Par Emmanuel Todd, le 15 novembre 2016 - Atlantico

Après le Brexit, après Donald Trump, quelles sont les leçons à tirer, pour la France et l'Europe, de ce qui s'apparente de plus en plus à un mouvement de fond ? Comment jugez-vous la réaction officielle de François Hollande ?

Quand on me parle de François Hollande, je hausse les épaules. Ma seule demande, en ce qui le concerne, c'est qu'il rembourse ses frais de coiffeur à la République. Il est nul, au bord d’une rupture psychique avec le réel, mais il est injustement devenu le bouc émissaire de la médiocrité de la classe politico médiatique française. Aucun des candidats du système ne fera autre chose que la politique de Hollande : rester dans l'euro et dans le libre-échange. Avec les mêmes conséquences désintégratrices pour la société française, et la même montée de violence qui en résulte.

Mais ce serait pourtant pour les "élites" françaises le moment d’être lucides et de ne pas refaire en 2017 l’erreur de 1981 : agir à contre temps des pays dominants et leaders, anglo-saxons.

Regardez. La révolution néolibérale démarre avec Thatcher en 1979 et Reagan en 1980 ; en 1981 la France de Mitterrand opère un contretemps exceptionnel. Alors que le virage néolibéral commence, la France amorce un virage soviétique. Elle nationalise. Tout cela pour aboutir, dès 1983, à un retournement mal maitrisé, qui se croit néolibéral mais qui n’est en fait qu’austéritaire. Nos hauts-fonctionnaires naïfs vont finir par concevoir l'euro en le pensant libéral alors qu'il s'agit en fait d'une construction typiquement étatique, presque soviétique dans son désir de domination par en haut de la société.

Données brutes:

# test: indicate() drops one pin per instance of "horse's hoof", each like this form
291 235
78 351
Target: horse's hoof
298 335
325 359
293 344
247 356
==
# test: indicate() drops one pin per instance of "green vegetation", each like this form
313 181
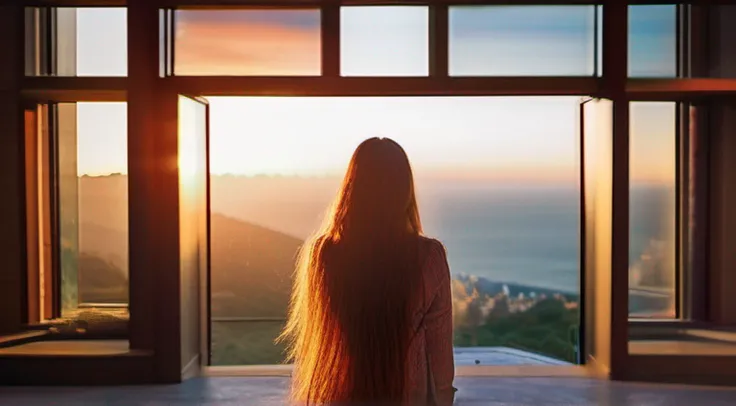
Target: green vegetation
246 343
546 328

À faire:
**A.** Répondez à ces questions sur l'entretien d'Emmanuel Todd :
(i) Que demande-t-il à François Hollande de rembourser à la République ?
(ii) En quelle année la révolution néolibérale démarre-t-elle avec Thatcher ?
(iii) Que fait la France de Mitterrand en 1981, d'après lui ?
**B.** Reprenez l'entretien d'Emmanuel Todd après sa dernière phrase et écrivez-en la suite.

Réponses dans l'ordre:
**A.**
(i) Ses frais de coiffeur.
(ii) En 1979.
(iii) Elle amorce un virage soviétique : elle nationalise.

**B.**
2017 sera peut-être l'occasion, pour la France, de faire la même erreur, mais à l'envers. Après le Brexit, et Donald Trump, les Anglo-saxons bougent dans le sens de la reconstruction nationale et s’éloignent de l’idéal de la globalisation. Nos candidats de droite, dont l’un sera président, font assaut de néolibéralisme. Tous sont des libre-échangistes bêtas. L’un d’entre eux sera peut-être un nouveau Mitterrand, agissant à contretemps sur la scène mondiale.

Vous faites l’impasse sur le Front national

En France, on peut avoir le sentiment que le Front national est le parti trumpien. Mais il y une différence de fond : aux Etats Unis, au Royaume Uni, la dissidence est venue de l'intérieur même du système : Boris Johnson, Donald Trump sont des gens du système. De son côté, la France n'a trouvé, pour défendre ces idées, que des parias d'extrême droite structurellement marginalisés. Leurs chances de succès restent faibles parce qu’il y a dans chaque peuple une forme de légitimisme, le besoin, pour changer démocratiquement les règles, qu’une fraction au moins des classes dirigeantes accepte de le représenter. En France, ce chemin semble pour le moment bien bouché. Nos classes dirigeantes ne cultivent ni l’originalité ni la souplesse. C’est inquiétant. Le modèle français, ce n'est pas le modèle d'une élite qui lâche lorsqu'il est encore temps, c'est celui d’une élite qui se fait couper la tête. Sur cette base, quand même, je lance par civisme un appel à la droite française : il n’y aurait pas chez vous quelques types audacieux et créatifs disposés à nous éviter des affrontements brutaux ?

Vous fuyez la question raciale

Non, vous allez voir. Je vais commencer par une blague pour semer le doute sur les lieux communs. Ces prétendus "prolos blancs incultes", de la Rust Belt, entre Grands Lacs et Pennsylvanie, ont voté démocrate lorsque le candidat était noir, ils ont cessé de voter démocrate lorsque la candidate est devenue blanche.

Mais soyons sérieux. Si l'on veut comprendre la question raciale, il faut remonter au fondement même de la démocratie américaine.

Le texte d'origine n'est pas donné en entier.